#### Your task
Count how many lines in the rows below contain the string "coat", and reply with only that number.

#### Records for processing
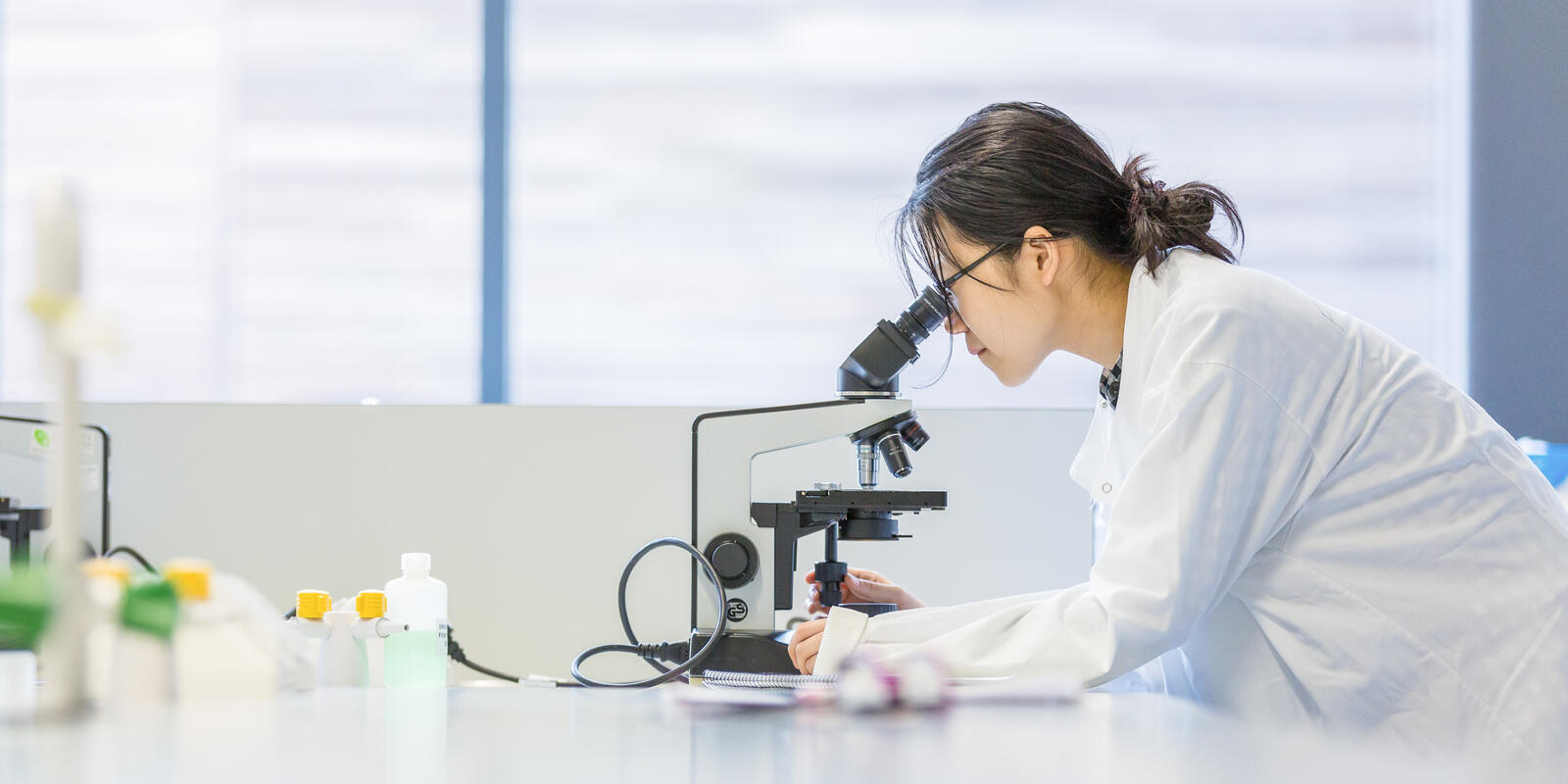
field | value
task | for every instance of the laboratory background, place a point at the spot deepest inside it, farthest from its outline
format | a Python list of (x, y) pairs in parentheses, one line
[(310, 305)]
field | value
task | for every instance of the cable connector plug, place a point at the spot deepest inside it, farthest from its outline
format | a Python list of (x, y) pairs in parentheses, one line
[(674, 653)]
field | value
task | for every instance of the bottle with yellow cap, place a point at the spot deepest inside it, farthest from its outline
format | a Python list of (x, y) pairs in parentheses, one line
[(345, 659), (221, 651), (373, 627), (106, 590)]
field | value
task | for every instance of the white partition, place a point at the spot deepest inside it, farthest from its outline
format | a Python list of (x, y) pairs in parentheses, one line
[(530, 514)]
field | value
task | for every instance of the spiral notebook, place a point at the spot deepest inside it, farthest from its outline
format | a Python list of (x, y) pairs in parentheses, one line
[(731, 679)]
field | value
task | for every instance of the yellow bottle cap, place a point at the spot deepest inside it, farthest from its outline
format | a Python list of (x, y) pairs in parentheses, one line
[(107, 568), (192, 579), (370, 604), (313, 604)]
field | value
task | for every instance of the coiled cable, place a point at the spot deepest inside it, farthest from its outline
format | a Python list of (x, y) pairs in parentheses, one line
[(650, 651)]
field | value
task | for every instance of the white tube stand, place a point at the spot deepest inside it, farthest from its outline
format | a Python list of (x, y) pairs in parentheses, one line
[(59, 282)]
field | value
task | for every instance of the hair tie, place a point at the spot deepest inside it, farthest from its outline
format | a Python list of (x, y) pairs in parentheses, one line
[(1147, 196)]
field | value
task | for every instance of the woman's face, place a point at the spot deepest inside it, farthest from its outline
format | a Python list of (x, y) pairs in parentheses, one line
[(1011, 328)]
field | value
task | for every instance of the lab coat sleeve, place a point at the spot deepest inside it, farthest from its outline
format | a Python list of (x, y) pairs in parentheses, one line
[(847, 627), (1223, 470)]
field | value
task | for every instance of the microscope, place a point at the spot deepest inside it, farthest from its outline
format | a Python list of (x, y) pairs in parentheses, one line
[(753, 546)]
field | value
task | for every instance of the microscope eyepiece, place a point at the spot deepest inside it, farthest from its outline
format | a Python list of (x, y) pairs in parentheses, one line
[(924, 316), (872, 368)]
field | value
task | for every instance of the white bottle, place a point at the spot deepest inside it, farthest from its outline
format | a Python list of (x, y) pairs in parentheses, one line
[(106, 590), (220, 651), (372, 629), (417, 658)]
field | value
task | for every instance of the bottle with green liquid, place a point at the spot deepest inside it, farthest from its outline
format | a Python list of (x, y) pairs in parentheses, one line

---

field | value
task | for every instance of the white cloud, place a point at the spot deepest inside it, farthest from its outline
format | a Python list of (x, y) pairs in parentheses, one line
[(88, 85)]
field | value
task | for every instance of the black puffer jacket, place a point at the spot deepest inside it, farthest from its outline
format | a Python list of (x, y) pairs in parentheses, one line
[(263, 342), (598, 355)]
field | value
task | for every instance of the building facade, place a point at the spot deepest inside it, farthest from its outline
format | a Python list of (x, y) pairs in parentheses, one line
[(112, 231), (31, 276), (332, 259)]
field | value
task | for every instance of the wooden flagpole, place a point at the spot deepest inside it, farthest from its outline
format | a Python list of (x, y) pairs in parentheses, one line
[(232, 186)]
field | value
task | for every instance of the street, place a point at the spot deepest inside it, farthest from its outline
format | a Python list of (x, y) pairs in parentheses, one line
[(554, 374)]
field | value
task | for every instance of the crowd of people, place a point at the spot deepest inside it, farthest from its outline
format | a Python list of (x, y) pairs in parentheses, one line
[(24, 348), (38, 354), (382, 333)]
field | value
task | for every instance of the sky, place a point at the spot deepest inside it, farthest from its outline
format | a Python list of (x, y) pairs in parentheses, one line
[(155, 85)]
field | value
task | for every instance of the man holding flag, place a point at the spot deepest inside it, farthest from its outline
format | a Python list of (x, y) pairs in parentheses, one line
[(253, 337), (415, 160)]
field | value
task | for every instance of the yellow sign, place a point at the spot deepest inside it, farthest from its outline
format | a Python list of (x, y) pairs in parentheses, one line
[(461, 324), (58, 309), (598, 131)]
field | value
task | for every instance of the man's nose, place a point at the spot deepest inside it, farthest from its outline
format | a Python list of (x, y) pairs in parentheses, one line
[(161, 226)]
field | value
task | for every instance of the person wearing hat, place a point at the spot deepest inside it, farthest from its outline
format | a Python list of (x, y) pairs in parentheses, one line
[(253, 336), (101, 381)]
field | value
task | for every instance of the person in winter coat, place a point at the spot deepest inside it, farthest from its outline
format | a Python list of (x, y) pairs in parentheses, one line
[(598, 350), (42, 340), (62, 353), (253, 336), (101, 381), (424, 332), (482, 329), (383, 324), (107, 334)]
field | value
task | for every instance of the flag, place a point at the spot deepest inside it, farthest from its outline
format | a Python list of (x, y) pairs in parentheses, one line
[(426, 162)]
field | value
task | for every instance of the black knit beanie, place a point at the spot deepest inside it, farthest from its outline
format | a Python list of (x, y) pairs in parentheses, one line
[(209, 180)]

#### Exercise result
2